**REQUIREMENTS**
Return each line below that contains the string "wooden", copied in full. Case counts.

Records from a point annotation dataset:
☆ ☆ ☆ ☆

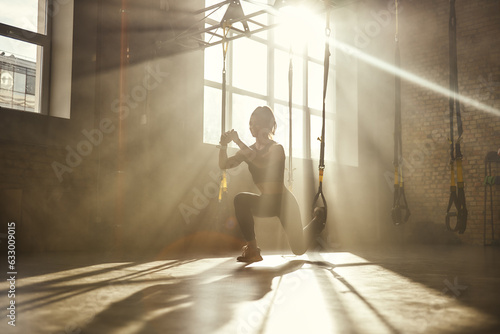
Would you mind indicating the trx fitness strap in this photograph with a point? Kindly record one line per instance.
(225, 27)
(290, 137)
(321, 166)
(400, 210)
(457, 193)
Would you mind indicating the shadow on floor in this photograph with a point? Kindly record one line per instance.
(207, 300)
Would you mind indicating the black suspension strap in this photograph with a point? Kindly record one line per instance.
(321, 166)
(225, 43)
(400, 211)
(457, 192)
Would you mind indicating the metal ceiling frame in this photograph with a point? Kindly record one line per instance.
(193, 38)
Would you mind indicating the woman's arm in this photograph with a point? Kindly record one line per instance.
(226, 162)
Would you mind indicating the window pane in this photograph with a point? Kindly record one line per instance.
(243, 106)
(316, 124)
(282, 114)
(250, 65)
(20, 73)
(281, 69)
(24, 14)
(213, 63)
(212, 115)
(20, 80)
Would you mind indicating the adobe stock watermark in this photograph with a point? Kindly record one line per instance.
(121, 106)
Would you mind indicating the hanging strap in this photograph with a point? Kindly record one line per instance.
(321, 166)
(400, 211)
(457, 192)
(290, 127)
(225, 43)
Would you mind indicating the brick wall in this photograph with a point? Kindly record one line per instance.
(425, 113)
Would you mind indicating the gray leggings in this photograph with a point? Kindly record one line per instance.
(284, 206)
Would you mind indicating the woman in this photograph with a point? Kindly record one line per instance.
(266, 163)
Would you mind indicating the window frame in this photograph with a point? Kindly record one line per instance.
(43, 66)
(300, 62)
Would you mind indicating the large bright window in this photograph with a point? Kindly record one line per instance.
(257, 70)
(24, 55)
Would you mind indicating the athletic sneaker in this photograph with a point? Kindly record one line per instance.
(250, 255)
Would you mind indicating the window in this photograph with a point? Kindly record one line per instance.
(24, 55)
(257, 74)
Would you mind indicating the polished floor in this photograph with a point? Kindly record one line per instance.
(445, 289)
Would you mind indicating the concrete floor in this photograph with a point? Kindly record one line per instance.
(400, 290)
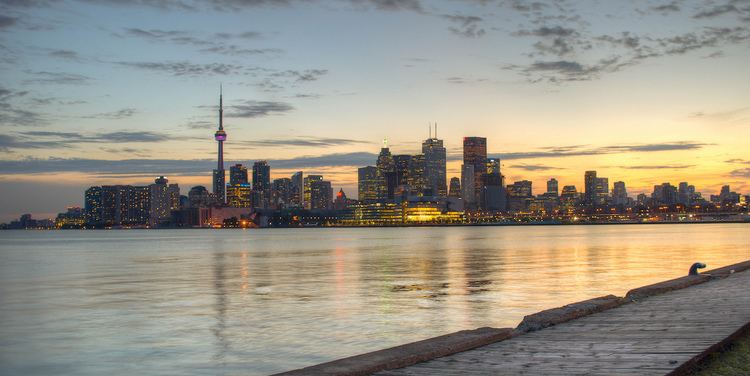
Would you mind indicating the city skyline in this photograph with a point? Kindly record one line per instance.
(116, 94)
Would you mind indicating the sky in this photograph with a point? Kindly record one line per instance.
(121, 91)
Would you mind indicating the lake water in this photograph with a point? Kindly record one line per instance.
(254, 302)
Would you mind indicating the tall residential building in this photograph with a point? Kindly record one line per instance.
(596, 189)
(281, 193)
(475, 155)
(493, 196)
(160, 207)
(321, 195)
(589, 187)
(467, 186)
(240, 195)
(552, 186)
(455, 187)
(435, 165)
(261, 184)
(298, 190)
(386, 174)
(417, 180)
(619, 193)
(219, 176)
(401, 163)
(367, 184)
(198, 197)
(237, 174)
(519, 195)
(307, 191)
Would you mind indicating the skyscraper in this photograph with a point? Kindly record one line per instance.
(552, 186)
(261, 184)
(237, 174)
(219, 177)
(297, 190)
(307, 195)
(475, 155)
(386, 174)
(455, 187)
(434, 157)
(367, 184)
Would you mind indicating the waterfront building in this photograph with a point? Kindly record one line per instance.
(93, 205)
(239, 195)
(307, 182)
(297, 190)
(237, 174)
(341, 202)
(455, 188)
(160, 205)
(493, 197)
(467, 187)
(367, 184)
(261, 184)
(416, 179)
(620, 194)
(281, 193)
(435, 165)
(552, 186)
(386, 174)
(519, 196)
(198, 196)
(570, 198)
(219, 175)
(401, 163)
(321, 195)
(475, 156)
(74, 217)
(664, 194)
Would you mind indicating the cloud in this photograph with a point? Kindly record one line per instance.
(255, 109)
(530, 167)
(58, 78)
(717, 11)
(60, 140)
(466, 26)
(184, 68)
(302, 75)
(114, 115)
(575, 151)
(304, 142)
(12, 115)
(170, 166)
(6, 21)
(567, 70)
(667, 8)
(64, 54)
(656, 167)
(740, 173)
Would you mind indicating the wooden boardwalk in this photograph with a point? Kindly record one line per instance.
(653, 336)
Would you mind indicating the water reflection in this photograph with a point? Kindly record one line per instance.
(257, 302)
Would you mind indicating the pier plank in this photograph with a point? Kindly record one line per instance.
(650, 336)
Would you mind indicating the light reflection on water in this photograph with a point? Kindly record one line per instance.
(255, 302)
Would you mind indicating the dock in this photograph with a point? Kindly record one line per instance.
(661, 329)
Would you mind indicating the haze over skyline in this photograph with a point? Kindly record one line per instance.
(645, 93)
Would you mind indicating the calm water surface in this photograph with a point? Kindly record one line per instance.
(250, 302)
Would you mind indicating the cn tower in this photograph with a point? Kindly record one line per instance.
(219, 173)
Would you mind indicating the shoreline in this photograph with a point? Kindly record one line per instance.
(430, 349)
(396, 226)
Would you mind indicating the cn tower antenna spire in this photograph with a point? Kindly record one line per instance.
(221, 107)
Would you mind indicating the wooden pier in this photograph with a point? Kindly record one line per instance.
(662, 329)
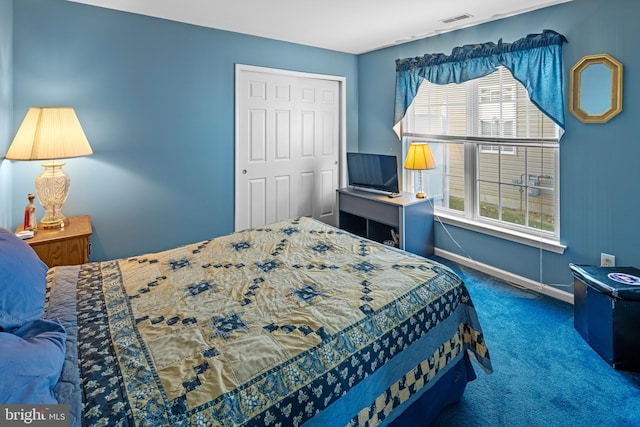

☆ ☆ ☆ ☆

**TASK OUTPUT**
Would you mind indicating the wooden boardwalk in this photograph with a point? Kindly record one line per instance.
Would you mind indicating the wooden pier in this photograph with a point? Kindly record one line per instance.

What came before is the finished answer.